[Coordinate annotation records]
_ _ _
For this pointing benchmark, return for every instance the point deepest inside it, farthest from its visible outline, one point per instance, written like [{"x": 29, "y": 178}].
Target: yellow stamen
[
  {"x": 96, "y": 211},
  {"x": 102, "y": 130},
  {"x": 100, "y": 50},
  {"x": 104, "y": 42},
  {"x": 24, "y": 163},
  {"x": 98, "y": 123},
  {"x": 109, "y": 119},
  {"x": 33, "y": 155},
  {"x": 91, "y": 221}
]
_ _ _
Set problem: Update the records by replacing "pointing benchmark" with "localization benchmark" and leaving everything else unchanged.

Output for this exercise:
For this localization benchmark, return for every instance the point deepest inside it, farthest from its visible outline, one point per instance, written like [{"x": 29, "y": 178}].
Target: yellow stamen
[
  {"x": 96, "y": 211},
  {"x": 102, "y": 130},
  {"x": 100, "y": 50},
  {"x": 104, "y": 42},
  {"x": 24, "y": 163},
  {"x": 98, "y": 123},
  {"x": 109, "y": 119},
  {"x": 33, "y": 155},
  {"x": 91, "y": 221}
]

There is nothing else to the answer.